Stated task:
Below is a block of records; repeat all of them exactly.
- - - - - - -
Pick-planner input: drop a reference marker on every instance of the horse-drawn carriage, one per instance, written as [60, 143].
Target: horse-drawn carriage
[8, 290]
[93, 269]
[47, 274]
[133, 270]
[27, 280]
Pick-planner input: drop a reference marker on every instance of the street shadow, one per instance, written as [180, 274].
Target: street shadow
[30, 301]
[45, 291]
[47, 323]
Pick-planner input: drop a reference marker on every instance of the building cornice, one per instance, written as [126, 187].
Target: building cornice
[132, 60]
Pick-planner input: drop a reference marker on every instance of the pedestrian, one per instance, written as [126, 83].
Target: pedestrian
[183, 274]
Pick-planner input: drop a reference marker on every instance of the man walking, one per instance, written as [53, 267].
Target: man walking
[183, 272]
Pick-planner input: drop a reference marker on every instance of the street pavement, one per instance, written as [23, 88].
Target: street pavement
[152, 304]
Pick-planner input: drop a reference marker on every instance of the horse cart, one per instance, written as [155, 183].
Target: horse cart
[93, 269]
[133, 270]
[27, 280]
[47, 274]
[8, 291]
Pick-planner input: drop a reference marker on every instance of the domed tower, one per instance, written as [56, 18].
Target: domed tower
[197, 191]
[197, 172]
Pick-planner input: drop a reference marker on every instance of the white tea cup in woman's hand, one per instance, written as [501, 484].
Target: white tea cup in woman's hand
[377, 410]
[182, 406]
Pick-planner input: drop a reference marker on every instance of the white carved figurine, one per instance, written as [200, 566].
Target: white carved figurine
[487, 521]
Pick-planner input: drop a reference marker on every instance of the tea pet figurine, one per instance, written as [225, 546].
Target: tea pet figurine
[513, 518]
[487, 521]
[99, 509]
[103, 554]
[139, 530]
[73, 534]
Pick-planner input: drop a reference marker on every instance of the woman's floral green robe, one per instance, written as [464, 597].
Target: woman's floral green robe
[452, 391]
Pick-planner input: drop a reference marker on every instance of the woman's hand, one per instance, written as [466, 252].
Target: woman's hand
- - - - - - -
Written reply:
Pick-planner input: drop a reference marker on every instance of the horse-drawn carriage, one per instance, written as [60, 143].
Target: horse-drawn carriage
[8, 290]
[93, 269]
[47, 274]
[133, 270]
[27, 280]
Pick-planner input: drop a reference marker on every instance of the street shadow, one per instance, written as [180, 274].
Target: street shadow
[30, 301]
[45, 291]
[47, 323]
Pick-planner input: drop a reference marker on every instance of the building cornice, one per instance, written as [126, 187].
Target: building cornice
[132, 60]
Pick-planner input: drop a reference marker on every instance of the pedestrian, one per instance, written as [126, 83].
Target: pedestrian
[183, 274]
Pick-planner input: drop a reference marker on every instance of the man walking, one per instance, written as [53, 267].
Target: man walking
[183, 272]
Pick-planner input: drop a reference marker on every instance of the street pavement, one per instance, written as [23, 88].
Target: street pavement
[152, 304]
Pick-planner input: drop a reference marker on every instance of the horse cart, one per instance, written as [155, 183].
Target: horse cart
[93, 269]
[133, 270]
[27, 280]
[47, 274]
[8, 291]
Pick-planner input: drop a reference marker on every instance of the domed tower, one per instance, written as [56, 18].
Target: domed tower
[197, 191]
[197, 172]
Pick-planner input: drop a reference marker on every instance of the white tea cup in woman's hand, one per instance, written as [501, 484].
Target: white tea cup in woman's hand
[377, 410]
[182, 406]
Pick-planner input: drop a reference marker on every instance of the white carved figurine, one per instance, written as [200, 566].
Target: white carved figurine
[487, 521]
Pick-planner input: drop a reference marker on every instance of the tea pet figurine, one per instance, written as [225, 546].
Target: tea pet figurine
[513, 518]
[487, 521]
[99, 509]
[103, 554]
[139, 530]
[73, 534]
Pick-planner input: drop a reference marker on every instance of the woman's floral green robe, one per instance, written as [464, 597].
Target: woman's floral green robe
[452, 391]
Pick-planner input: drop a reference marker on every instance of the woman's hand, one per instance, written as [466, 252].
Target: woman's hand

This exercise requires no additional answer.